Records from a collection:

○ ○ ○ ○

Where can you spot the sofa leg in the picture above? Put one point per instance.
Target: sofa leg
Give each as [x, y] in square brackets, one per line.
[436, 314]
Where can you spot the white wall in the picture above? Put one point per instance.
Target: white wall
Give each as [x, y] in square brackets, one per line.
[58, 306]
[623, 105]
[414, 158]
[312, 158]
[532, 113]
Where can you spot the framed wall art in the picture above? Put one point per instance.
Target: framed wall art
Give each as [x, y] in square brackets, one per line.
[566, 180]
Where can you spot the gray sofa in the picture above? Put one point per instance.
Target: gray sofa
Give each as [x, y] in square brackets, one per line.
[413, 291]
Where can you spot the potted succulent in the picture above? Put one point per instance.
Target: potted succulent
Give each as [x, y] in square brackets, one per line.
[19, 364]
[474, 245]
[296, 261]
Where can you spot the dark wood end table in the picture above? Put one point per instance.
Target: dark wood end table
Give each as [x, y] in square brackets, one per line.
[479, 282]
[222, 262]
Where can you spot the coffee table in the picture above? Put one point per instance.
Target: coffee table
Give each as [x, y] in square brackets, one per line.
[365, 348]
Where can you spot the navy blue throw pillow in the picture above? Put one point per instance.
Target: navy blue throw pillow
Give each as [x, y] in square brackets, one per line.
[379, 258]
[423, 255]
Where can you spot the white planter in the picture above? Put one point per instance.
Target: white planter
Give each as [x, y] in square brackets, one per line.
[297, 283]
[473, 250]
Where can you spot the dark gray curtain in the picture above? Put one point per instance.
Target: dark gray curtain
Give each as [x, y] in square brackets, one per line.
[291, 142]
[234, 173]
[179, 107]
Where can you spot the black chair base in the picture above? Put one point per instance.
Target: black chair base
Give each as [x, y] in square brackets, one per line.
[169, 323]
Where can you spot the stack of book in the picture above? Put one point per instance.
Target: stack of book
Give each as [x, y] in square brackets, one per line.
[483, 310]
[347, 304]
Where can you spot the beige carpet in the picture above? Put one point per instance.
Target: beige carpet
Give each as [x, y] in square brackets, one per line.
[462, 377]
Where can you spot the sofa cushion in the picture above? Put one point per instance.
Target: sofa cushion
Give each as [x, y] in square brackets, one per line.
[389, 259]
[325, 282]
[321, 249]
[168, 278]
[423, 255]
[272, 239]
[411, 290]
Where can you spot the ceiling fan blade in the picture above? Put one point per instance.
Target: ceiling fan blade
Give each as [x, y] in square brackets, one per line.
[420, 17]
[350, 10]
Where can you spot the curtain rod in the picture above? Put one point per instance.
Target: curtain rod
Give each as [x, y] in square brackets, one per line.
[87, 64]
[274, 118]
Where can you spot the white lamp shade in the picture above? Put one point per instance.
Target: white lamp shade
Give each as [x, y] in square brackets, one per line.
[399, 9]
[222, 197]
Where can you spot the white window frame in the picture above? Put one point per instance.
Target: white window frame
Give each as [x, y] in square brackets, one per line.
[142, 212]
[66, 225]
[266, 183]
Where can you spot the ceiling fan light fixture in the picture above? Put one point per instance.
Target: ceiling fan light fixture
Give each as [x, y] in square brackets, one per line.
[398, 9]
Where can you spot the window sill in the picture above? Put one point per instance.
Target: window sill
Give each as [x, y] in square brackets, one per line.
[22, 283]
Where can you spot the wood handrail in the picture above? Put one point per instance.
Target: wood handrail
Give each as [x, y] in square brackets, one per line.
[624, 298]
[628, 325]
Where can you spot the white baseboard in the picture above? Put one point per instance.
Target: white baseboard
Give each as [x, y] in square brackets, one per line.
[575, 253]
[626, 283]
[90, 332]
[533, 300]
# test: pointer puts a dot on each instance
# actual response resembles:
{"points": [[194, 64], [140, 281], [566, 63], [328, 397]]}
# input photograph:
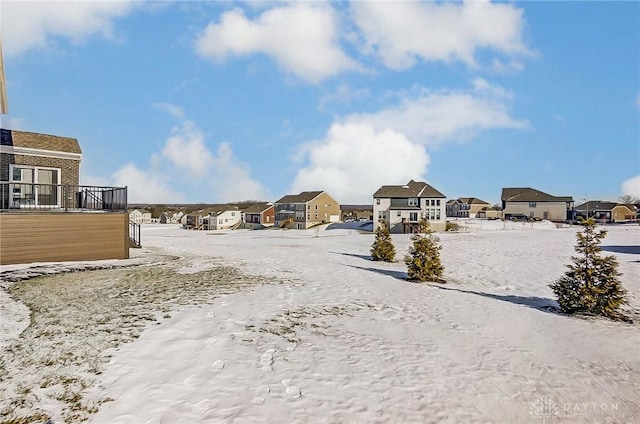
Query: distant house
{"points": [[222, 218], [45, 215], [465, 207], [404, 206], [356, 212], [490, 212], [529, 203], [259, 215], [169, 217], [301, 211], [140, 216], [606, 211]]}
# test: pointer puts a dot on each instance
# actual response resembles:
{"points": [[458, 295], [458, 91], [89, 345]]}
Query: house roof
{"points": [[356, 208], [304, 197], [473, 201], [596, 205], [528, 194], [258, 207], [409, 190], [40, 141]]}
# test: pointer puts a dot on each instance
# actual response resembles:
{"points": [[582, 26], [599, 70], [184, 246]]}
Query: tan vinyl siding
{"points": [[58, 237]]}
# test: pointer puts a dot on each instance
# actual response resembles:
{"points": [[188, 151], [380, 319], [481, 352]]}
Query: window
{"points": [[35, 186]]}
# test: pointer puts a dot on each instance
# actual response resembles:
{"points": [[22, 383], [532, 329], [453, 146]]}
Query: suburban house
{"points": [[606, 211], [356, 212], [404, 206], [140, 216], [45, 215], [170, 217], [304, 210], [259, 215], [466, 207], [529, 203], [490, 212], [222, 218]]}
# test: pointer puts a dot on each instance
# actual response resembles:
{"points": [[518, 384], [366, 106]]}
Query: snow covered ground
{"points": [[311, 330]]}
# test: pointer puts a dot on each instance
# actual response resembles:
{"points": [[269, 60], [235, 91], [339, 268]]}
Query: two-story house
{"points": [[404, 206], [606, 211], [304, 210], [45, 215], [466, 207], [259, 215], [222, 218], [526, 202]]}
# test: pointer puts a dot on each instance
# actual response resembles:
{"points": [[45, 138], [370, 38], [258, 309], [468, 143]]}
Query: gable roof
{"points": [[258, 207], [411, 189], [31, 140], [304, 197], [528, 194], [472, 201]]}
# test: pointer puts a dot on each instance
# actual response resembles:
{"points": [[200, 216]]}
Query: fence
{"points": [[25, 197]]}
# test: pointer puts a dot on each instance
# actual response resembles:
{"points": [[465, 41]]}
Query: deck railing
{"points": [[28, 197]]}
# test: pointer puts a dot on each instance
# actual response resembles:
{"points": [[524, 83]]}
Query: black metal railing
{"points": [[25, 197]]}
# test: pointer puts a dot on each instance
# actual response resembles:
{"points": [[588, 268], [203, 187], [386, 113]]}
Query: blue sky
{"points": [[228, 101]]}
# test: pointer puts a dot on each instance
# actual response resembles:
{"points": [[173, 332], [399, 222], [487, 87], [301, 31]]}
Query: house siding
{"points": [[59, 237], [555, 211], [320, 210]]}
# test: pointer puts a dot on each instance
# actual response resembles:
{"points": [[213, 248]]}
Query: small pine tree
{"points": [[382, 248], [591, 285], [423, 260]]}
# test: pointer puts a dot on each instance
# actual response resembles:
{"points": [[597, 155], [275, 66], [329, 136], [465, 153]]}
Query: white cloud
{"points": [[354, 160], [402, 32], [361, 152], [27, 25], [185, 148], [301, 37], [147, 186], [435, 117], [631, 187], [185, 169]]}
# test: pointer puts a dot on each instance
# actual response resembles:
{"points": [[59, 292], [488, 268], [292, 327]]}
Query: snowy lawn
{"points": [[286, 326]]}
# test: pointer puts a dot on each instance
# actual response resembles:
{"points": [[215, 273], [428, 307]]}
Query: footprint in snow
{"points": [[192, 381], [218, 365], [202, 407], [261, 395], [266, 360]]}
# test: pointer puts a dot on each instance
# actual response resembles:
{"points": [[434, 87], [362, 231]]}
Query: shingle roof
{"points": [[596, 205], [258, 207], [528, 194], [304, 197], [409, 190], [472, 201], [43, 142]]}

○ ○ ○ ○

TASK PROMPT: Search the data above for the string "wall" and copy each line that has it.

SOLVED EXERCISE:
Where can you spot the white wall in the picture above? Put one point per instance.
Target: white wall
Where can you spot the framed wall art in the picture above? Put one point per instance.
Target: framed wall art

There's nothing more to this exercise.